Records shown:
%%

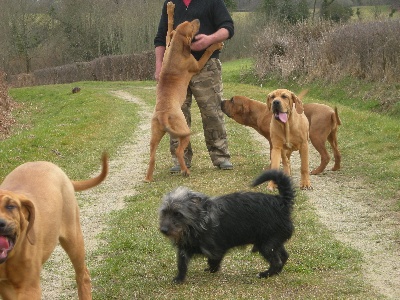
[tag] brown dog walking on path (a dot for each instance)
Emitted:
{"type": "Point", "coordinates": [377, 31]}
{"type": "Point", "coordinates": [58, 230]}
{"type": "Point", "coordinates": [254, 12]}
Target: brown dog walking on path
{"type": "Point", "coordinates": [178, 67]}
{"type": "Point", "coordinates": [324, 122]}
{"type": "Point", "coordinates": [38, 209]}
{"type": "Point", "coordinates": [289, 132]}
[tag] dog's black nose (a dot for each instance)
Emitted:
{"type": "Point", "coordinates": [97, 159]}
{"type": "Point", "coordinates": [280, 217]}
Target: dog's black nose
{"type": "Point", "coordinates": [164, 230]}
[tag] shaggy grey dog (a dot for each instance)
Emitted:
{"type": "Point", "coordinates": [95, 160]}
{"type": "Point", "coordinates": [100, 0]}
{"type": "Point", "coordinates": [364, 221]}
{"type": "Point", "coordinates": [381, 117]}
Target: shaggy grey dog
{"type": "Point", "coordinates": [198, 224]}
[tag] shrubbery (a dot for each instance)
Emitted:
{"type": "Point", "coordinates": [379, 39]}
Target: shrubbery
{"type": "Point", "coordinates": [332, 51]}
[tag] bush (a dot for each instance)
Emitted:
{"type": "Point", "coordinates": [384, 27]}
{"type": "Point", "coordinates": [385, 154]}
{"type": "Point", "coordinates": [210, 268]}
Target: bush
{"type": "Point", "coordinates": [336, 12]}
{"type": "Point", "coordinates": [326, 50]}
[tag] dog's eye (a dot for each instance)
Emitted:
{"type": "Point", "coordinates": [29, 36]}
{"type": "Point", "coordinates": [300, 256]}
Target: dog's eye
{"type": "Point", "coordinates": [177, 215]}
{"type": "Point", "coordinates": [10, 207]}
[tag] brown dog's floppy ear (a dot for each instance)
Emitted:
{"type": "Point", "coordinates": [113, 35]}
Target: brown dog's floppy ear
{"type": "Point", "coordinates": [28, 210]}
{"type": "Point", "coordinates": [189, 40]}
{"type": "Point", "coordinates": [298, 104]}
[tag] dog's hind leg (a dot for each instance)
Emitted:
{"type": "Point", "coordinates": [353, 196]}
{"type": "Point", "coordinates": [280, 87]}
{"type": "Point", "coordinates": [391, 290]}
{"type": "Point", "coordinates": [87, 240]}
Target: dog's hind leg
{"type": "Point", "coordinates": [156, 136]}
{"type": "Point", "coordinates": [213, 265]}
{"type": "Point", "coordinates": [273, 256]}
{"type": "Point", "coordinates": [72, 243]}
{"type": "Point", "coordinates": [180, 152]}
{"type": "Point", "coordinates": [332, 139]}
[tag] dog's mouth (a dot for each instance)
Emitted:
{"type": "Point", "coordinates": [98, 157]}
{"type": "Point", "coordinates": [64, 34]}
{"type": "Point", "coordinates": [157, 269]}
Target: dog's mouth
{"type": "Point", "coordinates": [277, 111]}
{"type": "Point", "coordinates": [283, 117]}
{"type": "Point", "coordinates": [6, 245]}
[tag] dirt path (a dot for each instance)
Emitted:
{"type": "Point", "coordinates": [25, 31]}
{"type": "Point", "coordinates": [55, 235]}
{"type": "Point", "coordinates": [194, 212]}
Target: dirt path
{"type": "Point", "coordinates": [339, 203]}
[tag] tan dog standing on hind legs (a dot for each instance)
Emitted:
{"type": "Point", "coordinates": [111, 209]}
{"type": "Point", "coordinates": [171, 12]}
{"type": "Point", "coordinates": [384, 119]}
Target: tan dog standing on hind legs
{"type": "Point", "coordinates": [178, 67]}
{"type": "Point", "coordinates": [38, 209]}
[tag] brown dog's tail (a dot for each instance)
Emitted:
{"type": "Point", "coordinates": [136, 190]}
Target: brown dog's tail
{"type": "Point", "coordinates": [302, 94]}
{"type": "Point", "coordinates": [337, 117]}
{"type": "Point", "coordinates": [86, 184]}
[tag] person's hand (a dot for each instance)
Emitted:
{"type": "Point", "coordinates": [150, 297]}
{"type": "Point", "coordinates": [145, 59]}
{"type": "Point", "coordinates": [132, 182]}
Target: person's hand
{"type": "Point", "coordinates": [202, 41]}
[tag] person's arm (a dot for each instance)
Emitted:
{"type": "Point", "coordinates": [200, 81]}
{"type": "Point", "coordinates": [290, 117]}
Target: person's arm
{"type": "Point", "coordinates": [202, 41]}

%%
%%

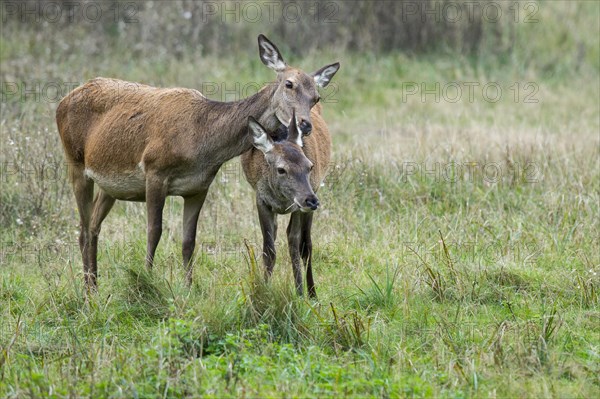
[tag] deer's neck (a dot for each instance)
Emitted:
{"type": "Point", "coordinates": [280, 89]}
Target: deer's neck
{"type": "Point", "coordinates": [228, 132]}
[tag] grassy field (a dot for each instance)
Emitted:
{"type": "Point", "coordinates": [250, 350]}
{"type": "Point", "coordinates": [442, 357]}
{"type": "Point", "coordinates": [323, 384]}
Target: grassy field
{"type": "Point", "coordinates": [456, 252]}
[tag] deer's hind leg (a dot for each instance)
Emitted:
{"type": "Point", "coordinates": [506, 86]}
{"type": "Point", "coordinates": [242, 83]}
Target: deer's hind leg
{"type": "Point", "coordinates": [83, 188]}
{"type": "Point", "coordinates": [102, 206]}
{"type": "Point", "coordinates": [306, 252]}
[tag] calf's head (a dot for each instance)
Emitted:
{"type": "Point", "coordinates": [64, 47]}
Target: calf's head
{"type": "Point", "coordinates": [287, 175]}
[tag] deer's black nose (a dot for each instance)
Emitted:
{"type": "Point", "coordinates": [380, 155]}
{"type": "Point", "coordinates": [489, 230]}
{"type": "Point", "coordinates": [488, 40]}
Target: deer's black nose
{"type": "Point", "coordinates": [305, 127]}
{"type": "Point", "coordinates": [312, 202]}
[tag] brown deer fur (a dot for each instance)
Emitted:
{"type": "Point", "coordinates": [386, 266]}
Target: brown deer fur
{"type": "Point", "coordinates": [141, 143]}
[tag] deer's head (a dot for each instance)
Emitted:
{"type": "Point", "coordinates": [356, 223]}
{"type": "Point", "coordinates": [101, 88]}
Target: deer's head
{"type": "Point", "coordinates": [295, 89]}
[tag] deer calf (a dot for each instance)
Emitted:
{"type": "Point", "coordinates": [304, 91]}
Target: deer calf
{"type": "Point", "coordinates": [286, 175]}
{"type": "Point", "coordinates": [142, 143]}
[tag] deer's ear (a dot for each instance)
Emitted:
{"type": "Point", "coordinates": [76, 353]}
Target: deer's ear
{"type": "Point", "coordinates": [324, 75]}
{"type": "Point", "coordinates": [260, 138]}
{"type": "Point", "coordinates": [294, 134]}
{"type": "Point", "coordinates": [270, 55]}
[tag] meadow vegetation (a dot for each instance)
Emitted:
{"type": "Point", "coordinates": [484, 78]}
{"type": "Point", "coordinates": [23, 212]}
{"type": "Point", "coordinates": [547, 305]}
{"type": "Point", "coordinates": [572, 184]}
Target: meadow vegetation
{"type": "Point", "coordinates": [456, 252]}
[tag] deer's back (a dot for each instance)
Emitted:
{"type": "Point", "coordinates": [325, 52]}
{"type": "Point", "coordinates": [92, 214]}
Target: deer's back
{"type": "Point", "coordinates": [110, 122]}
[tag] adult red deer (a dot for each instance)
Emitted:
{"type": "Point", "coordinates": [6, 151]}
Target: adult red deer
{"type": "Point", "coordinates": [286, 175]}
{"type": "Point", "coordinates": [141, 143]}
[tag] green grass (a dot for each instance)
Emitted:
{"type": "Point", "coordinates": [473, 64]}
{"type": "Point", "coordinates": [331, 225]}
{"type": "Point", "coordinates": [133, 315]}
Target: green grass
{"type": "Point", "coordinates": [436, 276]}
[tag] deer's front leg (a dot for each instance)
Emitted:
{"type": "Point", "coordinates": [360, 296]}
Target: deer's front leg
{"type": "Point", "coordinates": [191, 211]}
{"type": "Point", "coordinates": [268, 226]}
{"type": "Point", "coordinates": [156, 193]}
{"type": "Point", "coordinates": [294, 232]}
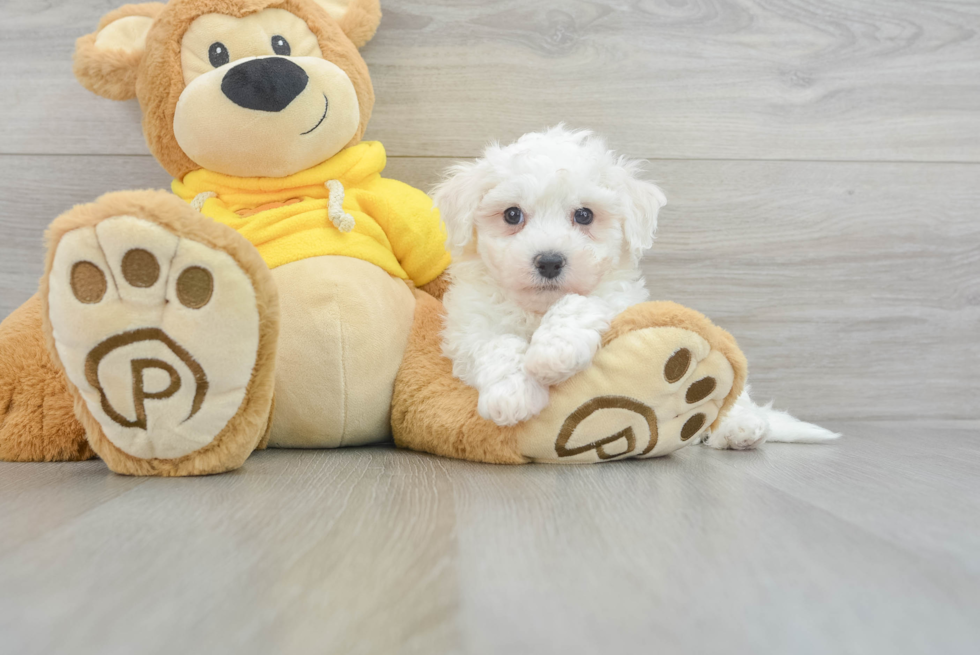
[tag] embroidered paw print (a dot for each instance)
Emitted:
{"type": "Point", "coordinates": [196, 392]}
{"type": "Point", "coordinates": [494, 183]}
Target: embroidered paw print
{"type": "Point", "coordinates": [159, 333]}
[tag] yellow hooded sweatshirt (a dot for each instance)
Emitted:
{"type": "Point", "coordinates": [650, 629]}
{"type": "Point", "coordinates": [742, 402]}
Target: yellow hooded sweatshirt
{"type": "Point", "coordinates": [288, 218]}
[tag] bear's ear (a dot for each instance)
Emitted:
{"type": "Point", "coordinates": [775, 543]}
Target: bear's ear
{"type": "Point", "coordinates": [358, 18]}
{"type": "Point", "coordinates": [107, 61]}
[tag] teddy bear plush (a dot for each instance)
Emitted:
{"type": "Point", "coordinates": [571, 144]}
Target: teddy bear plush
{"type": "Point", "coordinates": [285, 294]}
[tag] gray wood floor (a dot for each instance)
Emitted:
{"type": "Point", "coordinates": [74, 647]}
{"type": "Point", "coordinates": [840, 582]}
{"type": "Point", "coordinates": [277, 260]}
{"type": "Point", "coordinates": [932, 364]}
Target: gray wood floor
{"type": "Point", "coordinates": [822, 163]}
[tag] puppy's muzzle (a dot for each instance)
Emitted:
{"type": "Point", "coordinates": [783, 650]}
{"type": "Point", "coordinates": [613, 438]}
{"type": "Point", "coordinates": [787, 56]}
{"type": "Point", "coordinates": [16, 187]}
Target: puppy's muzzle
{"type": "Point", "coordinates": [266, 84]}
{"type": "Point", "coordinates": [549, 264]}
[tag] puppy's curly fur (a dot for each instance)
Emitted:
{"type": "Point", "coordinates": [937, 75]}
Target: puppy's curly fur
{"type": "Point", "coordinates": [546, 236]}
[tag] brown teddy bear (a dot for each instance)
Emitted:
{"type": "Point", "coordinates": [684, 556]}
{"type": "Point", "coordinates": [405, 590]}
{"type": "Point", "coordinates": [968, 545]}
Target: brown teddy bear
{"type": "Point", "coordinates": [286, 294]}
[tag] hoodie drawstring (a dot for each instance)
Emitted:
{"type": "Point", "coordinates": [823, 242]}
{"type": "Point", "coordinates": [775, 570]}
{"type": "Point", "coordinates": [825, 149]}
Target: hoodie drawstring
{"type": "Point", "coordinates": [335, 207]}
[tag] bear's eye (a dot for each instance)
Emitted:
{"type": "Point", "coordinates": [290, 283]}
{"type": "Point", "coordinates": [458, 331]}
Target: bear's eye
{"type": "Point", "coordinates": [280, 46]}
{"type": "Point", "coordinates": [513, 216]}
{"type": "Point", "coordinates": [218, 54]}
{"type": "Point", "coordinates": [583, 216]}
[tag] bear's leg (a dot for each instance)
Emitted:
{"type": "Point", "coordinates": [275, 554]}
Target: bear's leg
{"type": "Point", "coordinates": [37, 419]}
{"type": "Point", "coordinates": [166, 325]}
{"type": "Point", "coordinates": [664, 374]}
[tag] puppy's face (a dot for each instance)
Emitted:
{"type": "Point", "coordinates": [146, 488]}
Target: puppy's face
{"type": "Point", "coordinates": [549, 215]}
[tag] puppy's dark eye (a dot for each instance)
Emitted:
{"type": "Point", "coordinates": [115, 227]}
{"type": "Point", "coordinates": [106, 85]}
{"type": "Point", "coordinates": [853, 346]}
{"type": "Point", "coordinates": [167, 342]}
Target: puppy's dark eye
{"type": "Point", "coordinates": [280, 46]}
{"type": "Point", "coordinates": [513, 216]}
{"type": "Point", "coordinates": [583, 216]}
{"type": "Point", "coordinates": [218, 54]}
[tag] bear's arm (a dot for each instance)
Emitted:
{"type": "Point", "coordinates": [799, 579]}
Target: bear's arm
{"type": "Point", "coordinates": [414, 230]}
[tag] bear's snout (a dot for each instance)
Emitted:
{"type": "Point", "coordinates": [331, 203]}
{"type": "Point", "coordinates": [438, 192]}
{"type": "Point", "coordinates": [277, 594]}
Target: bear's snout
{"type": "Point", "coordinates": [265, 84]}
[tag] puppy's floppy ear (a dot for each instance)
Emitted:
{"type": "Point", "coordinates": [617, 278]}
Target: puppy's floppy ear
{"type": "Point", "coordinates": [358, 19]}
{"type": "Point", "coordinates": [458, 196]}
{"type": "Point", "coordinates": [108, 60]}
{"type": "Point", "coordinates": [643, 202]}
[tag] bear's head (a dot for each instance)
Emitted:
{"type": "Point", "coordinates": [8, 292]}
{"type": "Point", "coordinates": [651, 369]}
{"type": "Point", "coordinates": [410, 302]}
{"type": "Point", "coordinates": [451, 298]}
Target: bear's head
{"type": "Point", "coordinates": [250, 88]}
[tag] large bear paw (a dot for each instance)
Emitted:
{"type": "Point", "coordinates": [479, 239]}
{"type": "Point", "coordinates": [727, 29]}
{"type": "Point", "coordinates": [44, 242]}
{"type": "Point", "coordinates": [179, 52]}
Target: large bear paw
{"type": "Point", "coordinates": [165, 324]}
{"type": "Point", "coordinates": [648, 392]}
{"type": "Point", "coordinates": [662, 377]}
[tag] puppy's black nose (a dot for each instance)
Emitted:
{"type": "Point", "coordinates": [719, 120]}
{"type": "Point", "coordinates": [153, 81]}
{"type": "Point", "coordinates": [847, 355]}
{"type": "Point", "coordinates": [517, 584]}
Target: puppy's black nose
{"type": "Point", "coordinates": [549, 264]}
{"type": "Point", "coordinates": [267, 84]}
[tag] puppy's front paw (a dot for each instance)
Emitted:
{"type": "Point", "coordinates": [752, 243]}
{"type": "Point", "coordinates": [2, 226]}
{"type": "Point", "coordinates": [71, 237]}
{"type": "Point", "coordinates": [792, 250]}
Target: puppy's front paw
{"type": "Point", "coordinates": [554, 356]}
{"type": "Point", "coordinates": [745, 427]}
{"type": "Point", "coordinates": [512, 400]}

%%
%%

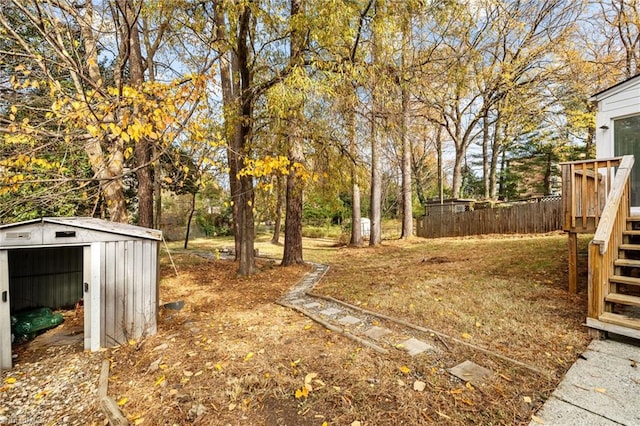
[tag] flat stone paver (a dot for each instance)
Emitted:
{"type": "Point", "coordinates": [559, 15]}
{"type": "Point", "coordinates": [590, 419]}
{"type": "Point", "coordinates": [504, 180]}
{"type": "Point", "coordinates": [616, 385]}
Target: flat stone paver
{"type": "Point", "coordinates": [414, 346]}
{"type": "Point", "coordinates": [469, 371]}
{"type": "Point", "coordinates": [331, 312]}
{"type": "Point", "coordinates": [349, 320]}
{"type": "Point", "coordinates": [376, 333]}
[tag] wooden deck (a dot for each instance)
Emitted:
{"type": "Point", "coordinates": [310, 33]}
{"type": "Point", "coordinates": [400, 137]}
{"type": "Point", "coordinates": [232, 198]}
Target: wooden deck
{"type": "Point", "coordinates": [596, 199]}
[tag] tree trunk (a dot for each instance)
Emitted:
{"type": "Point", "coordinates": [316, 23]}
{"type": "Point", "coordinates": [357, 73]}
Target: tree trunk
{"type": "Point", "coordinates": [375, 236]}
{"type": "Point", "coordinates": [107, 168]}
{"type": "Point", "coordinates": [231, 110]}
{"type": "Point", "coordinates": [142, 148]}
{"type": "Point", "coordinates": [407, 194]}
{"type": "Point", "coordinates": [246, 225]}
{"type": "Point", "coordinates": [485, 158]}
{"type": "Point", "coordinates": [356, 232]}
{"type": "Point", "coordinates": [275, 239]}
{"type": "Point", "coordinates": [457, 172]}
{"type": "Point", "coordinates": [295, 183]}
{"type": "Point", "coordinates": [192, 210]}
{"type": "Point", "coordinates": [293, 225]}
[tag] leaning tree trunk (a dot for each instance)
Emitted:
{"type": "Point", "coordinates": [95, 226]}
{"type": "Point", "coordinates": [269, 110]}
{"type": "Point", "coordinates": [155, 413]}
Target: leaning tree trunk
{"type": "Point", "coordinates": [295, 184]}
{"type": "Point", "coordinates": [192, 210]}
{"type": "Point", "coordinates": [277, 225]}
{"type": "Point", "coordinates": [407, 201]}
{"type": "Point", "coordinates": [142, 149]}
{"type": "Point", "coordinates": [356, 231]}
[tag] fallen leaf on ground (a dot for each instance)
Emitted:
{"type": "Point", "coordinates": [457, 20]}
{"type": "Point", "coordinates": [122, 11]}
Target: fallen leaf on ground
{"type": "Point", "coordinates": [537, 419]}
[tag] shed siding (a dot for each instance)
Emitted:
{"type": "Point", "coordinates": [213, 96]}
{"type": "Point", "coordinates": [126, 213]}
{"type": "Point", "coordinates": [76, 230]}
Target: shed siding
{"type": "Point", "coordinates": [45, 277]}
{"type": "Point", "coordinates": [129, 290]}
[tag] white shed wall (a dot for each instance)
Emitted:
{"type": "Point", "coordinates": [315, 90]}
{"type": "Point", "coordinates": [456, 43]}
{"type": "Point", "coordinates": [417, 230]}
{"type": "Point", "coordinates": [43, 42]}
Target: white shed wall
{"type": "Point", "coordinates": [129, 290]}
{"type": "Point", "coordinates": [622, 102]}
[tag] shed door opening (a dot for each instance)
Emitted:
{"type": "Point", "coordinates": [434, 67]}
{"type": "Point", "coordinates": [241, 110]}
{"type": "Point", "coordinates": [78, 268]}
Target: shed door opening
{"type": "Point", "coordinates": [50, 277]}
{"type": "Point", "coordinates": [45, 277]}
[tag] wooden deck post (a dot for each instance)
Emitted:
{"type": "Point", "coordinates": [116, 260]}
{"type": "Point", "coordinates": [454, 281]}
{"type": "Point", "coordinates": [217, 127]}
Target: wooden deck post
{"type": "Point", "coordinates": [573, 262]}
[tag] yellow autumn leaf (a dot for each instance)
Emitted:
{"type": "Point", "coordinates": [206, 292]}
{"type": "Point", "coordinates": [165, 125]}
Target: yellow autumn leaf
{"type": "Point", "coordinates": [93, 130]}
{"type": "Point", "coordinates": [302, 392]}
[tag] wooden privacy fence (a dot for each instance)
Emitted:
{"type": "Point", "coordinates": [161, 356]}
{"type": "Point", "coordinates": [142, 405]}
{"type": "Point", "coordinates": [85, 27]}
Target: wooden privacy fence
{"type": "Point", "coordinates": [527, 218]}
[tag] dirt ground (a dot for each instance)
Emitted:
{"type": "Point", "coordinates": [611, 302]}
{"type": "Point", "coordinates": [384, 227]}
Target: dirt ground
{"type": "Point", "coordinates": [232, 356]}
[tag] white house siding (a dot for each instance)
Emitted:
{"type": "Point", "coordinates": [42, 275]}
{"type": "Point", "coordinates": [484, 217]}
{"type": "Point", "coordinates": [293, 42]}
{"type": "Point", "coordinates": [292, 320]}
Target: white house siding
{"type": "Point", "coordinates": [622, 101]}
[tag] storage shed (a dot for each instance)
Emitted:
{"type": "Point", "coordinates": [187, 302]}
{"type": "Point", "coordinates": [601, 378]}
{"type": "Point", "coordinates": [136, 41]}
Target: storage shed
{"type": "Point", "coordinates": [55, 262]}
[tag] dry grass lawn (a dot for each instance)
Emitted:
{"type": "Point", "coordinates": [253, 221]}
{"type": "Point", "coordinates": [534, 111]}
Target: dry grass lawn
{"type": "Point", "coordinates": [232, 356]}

%%

Your goal: Which lines in the listing above contain the word "mouth"? Report each of them in full.

Written answer:
[tag] dog's mouth (a dot for each instance)
Target: dog's mouth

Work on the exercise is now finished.